## start Exercise inputs

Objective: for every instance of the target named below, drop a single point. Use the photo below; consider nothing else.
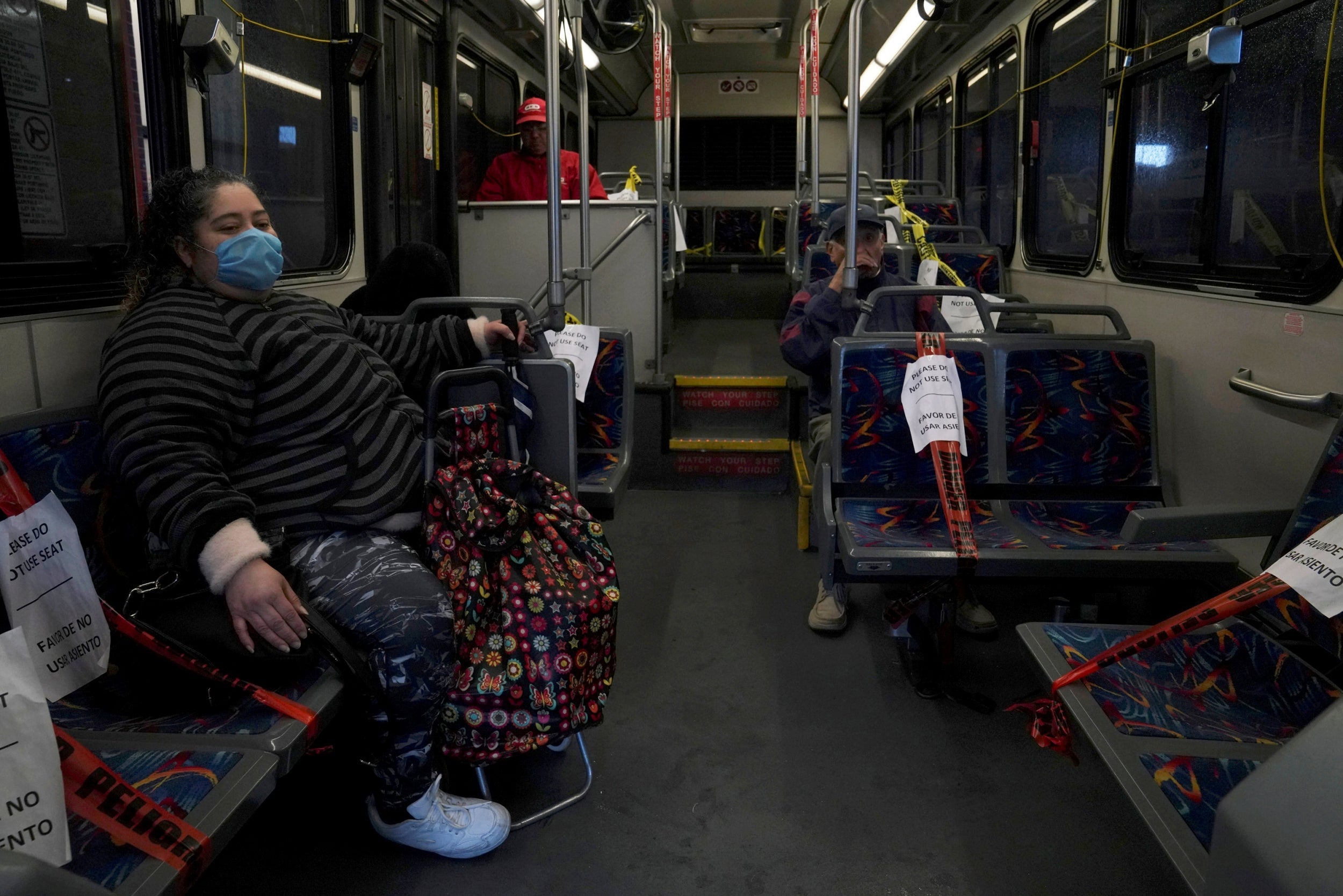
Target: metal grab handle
(1327, 403)
(867, 308)
(1103, 310)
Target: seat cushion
(875, 436)
(1231, 684)
(597, 469)
(918, 526)
(121, 703)
(1079, 417)
(1091, 526)
(1196, 786)
(601, 414)
(176, 779)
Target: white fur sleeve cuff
(477, 328)
(229, 551)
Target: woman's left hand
(496, 331)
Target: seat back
(1079, 414)
(978, 266)
(871, 434)
(1322, 502)
(603, 410)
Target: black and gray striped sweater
(291, 413)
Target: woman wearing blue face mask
(234, 411)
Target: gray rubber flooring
(704, 347)
(745, 754)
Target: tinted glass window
(895, 156)
(739, 154)
(987, 156)
(933, 139)
(1063, 182)
(275, 119)
(482, 127)
(1269, 213)
(73, 171)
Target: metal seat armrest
(1218, 522)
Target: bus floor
(745, 754)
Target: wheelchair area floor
(745, 754)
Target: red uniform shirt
(515, 176)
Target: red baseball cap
(531, 111)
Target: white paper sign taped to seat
(931, 398)
(47, 590)
(578, 345)
(31, 790)
(1315, 569)
(962, 315)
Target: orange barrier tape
(98, 794)
(951, 479)
(1049, 723)
(276, 702)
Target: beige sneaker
(974, 617)
(831, 612)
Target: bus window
(1221, 178)
(1068, 112)
(987, 148)
(76, 170)
(285, 139)
(933, 138)
(482, 127)
(895, 154)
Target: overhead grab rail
(573, 274)
(1327, 403)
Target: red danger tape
(1049, 723)
(98, 794)
(951, 479)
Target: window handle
(1327, 403)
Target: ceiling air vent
(737, 30)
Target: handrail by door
(1327, 403)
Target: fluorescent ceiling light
(903, 35)
(280, 81)
(1073, 14)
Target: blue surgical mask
(251, 259)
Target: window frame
(343, 163)
(1029, 112)
(942, 88)
(887, 143)
(1000, 46)
(31, 289)
(1207, 272)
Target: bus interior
(1126, 210)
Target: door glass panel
(284, 136)
(1071, 113)
(73, 175)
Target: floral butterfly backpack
(533, 596)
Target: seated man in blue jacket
(814, 319)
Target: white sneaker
(831, 610)
(974, 617)
(452, 827)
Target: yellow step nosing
(731, 382)
(727, 445)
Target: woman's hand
(497, 331)
(258, 597)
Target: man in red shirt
(522, 175)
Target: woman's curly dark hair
(179, 200)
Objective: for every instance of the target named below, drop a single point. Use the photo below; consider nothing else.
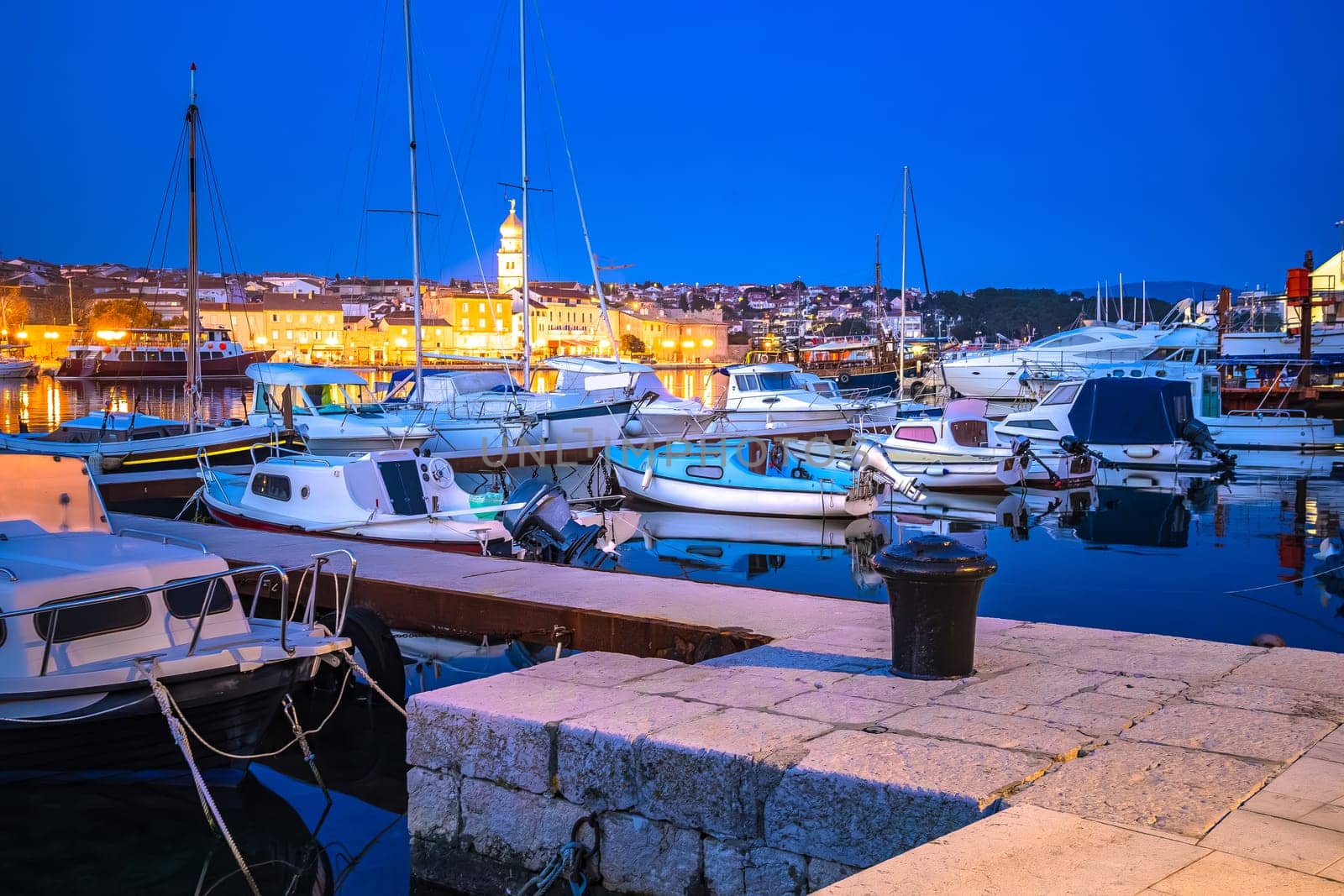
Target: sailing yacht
(138, 443)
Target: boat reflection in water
(161, 846)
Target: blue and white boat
(754, 477)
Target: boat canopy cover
(1131, 411)
(277, 374)
(967, 409)
(580, 364)
(116, 422)
(444, 385)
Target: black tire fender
(375, 647)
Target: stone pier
(793, 766)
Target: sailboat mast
(192, 278)
(410, 117)
(900, 344)
(522, 102)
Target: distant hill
(1167, 291)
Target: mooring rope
(373, 684)
(259, 755)
(179, 735)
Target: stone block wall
(696, 786)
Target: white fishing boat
(333, 410)
(753, 477)
(96, 618)
(963, 450)
(864, 409)
(1132, 422)
(391, 496)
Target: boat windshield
(340, 398)
(777, 382)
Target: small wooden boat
(393, 496)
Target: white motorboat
(393, 496)
(1132, 422)
(467, 409)
(333, 410)
(93, 617)
(864, 409)
(631, 398)
(769, 396)
(13, 365)
(754, 477)
(964, 450)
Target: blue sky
(1050, 144)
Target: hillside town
(324, 318)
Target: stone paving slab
(1169, 789)
(1038, 683)
(1245, 694)
(596, 763)
(600, 669)
(897, 792)
(1277, 841)
(1312, 671)
(1238, 732)
(1005, 732)
(1027, 849)
(1236, 876)
(702, 773)
(499, 728)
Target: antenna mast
(192, 277)
(410, 117)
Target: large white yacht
(999, 374)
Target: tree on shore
(13, 309)
(123, 313)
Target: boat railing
(163, 537)
(1272, 411)
(212, 580)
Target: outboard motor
(1074, 445)
(546, 528)
(1202, 439)
(870, 458)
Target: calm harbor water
(1221, 559)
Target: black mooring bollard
(933, 587)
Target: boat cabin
(730, 385)
(311, 390)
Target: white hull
(1272, 432)
(748, 501)
(984, 379)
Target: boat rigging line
(575, 179)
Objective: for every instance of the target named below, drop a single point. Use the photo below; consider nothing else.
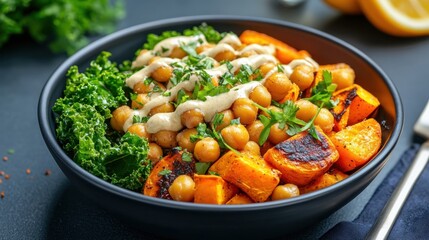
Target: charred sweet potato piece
(164, 173)
(329, 178)
(302, 158)
(357, 144)
(213, 189)
(355, 104)
(248, 172)
(284, 52)
(240, 198)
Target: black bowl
(259, 220)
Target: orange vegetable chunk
(357, 144)
(240, 198)
(355, 105)
(284, 52)
(329, 178)
(213, 189)
(248, 172)
(302, 158)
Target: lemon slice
(405, 18)
(345, 6)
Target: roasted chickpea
(228, 115)
(163, 108)
(140, 100)
(142, 87)
(139, 129)
(285, 191)
(225, 56)
(244, 109)
(252, 148)
(278, 84)
(254, 129)
(155, 153)
(184, 139)
(271, 108)
(277, 135)
(165, 138)
(261, 96)
(303, 76)
(325, 120)
(203, 47)
(119, 116)
(306, 111)
(182, 189)
(266, 68)
(235, 136)
(207, 150)
(178, 52)
(344, 77)
(192, 118)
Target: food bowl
(175, 219)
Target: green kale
(82, 129)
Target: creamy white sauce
(212, 105)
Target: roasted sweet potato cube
(240, 198)
(213, 189)
(355, 105)
(164, 172)
(303, 158)
(357, 144)
(248, 172)
(329, 178)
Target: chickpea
(178, 52)
(277, 135)
(228, 115)
(204, 47)
(266, 68)
(192, 118)
(252, 148)
(184, 139)
(261, 96)
(278, 84)
(207, 150)
(235, 136)
(140, 100)
(303, 76)
(225, 56)
(119, 116)
(285, 191)
(163, 108)
(165, 138)
(140, 130)
(142, 87)
(254, 129)
(325, 120)
(306, 111)
(155, 153)
(182, 189)
(344, 77)
(244, 109)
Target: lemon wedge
(405, 18)
(345, 6)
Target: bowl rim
(44, 113)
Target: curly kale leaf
(101, 85)
(82, 129)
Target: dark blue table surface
(40, 206)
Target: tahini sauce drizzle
(212, 105)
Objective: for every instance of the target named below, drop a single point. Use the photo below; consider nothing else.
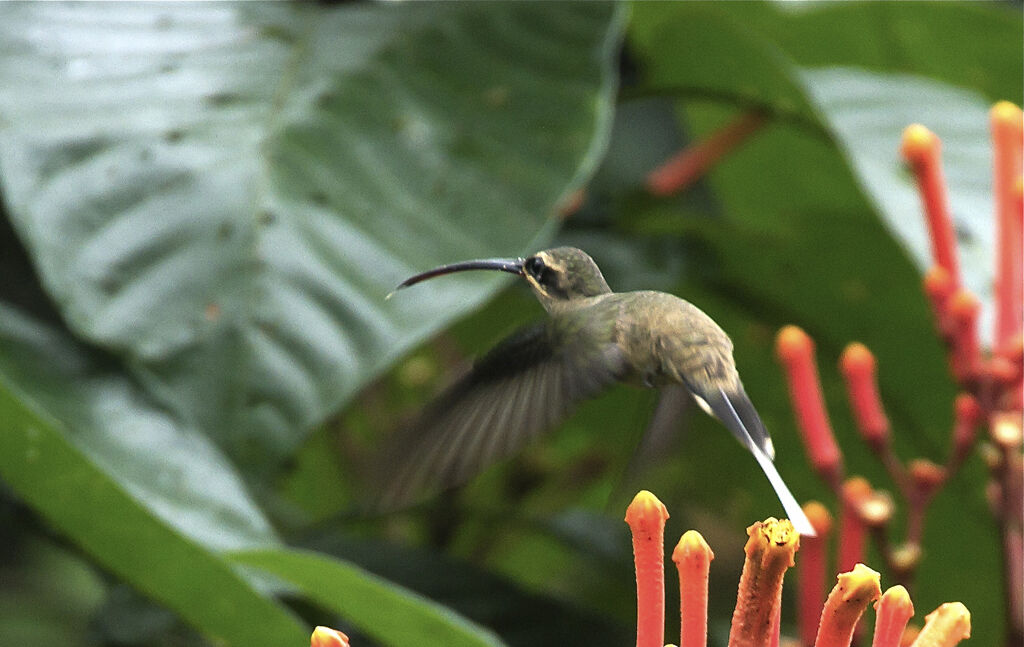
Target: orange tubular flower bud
(796, 351)
(1005, 121)
(769, 553)
(811, 572)
(852, 530)
(693, 162)
(939, 287)
(646, 517)
(966, 355)
(853, 592)
(858, 368)
(892, 611)
(692, 557)
(326, 637)
(967, 418)
(945, 627)
(921, 148)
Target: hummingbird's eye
(536, 267)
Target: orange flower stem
(692, 557)
(770, 549)
(893, 611)
(796, 350)
(853, 592)
(811, 572)
(646, 517)
(1005, 121)
(692, 163)
(774, 634)
(922, 148)
(859, 372)
(938, 288)
(966, 354)
(945, 627)
(852, 531)
(967, 418)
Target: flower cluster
(770, 551)
(990, 383)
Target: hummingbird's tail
(728, 415)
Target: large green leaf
(867, 112)
(382, 610)
(175, 472)
(223, 193)
(114, 523)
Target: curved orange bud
(893, 611)
(646, 516)
(770, 548)
(692, 557)
(327, 637)
(796, 350)
(853, 592)
(921, 147)
(858, 368)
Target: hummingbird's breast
(671, 341)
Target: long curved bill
(511, 265)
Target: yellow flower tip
(918, 142)
(774, 540)
(327, 637)
(819, 517)
(896, 599)
(945, 626)
(645, 508)
(691, 547)
(860, 584)
(876, 510)
(857, 360)
(1006, 113)
(926, 474)
(793, 343)
(1006, 431)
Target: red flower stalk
(858, 368)
(770, 549)
(693, 162)
(853, 592)
(967, 418)
(692, 557)
(939, 287)
(1006, 120)
(921, 148)
(646, 517)
(796, 350)
(811, 573)
(852, 530)
(892, 612)
(326, 637)
(945, 627)
(966, 354)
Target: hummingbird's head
(562, 274)
(557, 275)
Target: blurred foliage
(205, 205)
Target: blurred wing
(736, 412)
(521, 388)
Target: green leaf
(867, 113)
(171, 469)
(222, 195)
(382, 610)
(110, 522)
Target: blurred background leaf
(213, 214)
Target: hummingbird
(592, 339)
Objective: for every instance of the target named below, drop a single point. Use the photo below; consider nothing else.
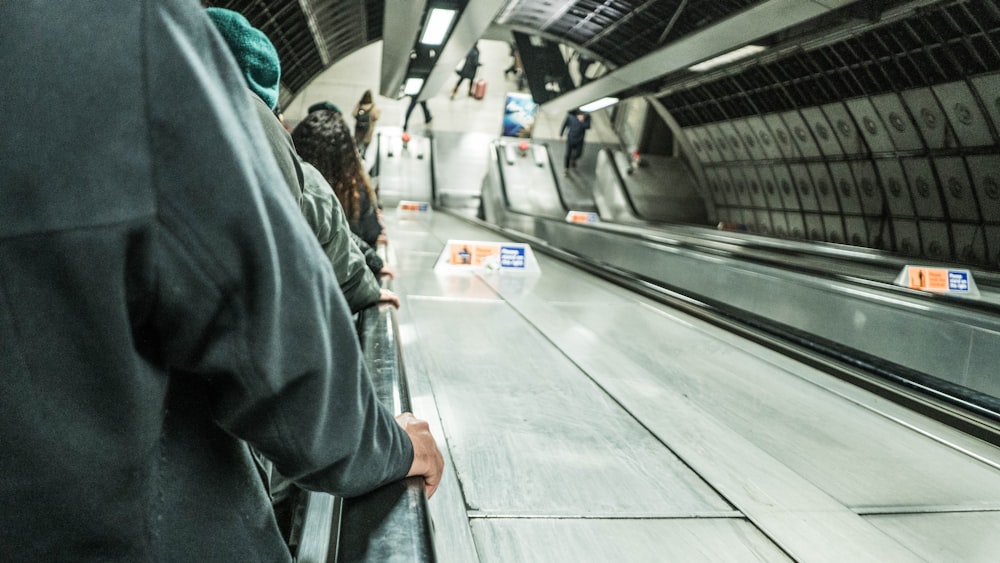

## end Exercise inputs

→ What to work on: Update everything from the line with "Target: dark blue table surface" down to the end of the rows, swapping "blurred" for "out-of-focus" and keeping everything else the same. Leave the pictures out of the answer.

→ Response for this exercise:
Target: dark blue table surface
(40, 206)
Target: tahini sauce drizzle
(212, 105)
Objective: for every instance of the target named below, drop a single point. Use the photo below; consider nothing else.
Target: orange tubular flower bud
(796, 351)
(1005, 121)
(769, 553)
(811, 572)
(852, 530)
(693, 162)
(939, 287)
(646, 517)
(966, 355)
(853, 592)
(858, 368)
(892, 611)
(692, 557)
(326, 637)
(967, 418)
(945, 627)
(921, 148)
Target: hummingbird's eye
(536, 267)
Target: orange flower stem
(692, 557)
(770, 549)
(893, 611)
(796, 350)
(853, 592)
(811, 572)
(646, 517)
(1005, 121)
(692, 163)
(774, 634)
(922, 148)
(859, 372)
(938, 288)
(966, 354)
(945, 627)
(852, 531)
(967, 418)
Target: flower cluster
(770, 551)
(990, 383)
Target: hummingbird's tail
(728, 415)
Target: large green leaf
(867, 112)
(382, 610)
(175, 472)
(223, 193)
(114, 523)
Target: curved orange bud
(893, 611)
(646, 516)
(770, 548)
(692, 557)
(327, 637)
(796, 350)
(853, 592)
(921, 147)
(858, 368)
Target: hummingbird's breast
(671, 341)
Target: long curved bill
(511, 265)
Target: yellow flower tip
(918, 142)
(774, 540)
(327, 637)
(819, 517)
(896, 599)
(945, 626)
(645, 508)
(691, 547)
(860, 584)
(876, 510)
(857, 360)
(1006, 113)
(926, 474)
(793, 343)
(1006, 431)
Target: red flower stalk
(858, 368)
(770, 549)
(693, 162)
(853, 592)
(967, 418)
(692, 557)
(939, 287)
(1006, 120)
(921, 148)
(646, 517)
(796, 350)
(811, 573)
(852, 530)
(892, 612)
(326, 637)
(945, 627)
(966, 354)
Target: hummingbird's head
(562, 274)
(557, 275)
Target: out-of-focus foliage
(205, 205)
Target: out-of-focus wing
(736, 412)
(521, 388)
Target: green leaf
(867, 113)
(171, 469)
(222, 195)
(382, 610)
(110, 522)
Target: out-of-focus background leaf
(213, 214)
Target: hummingbird
(592, 339)
Objective: for every instance of the target named below, drop a single point. Use the photo below; consider nothing else.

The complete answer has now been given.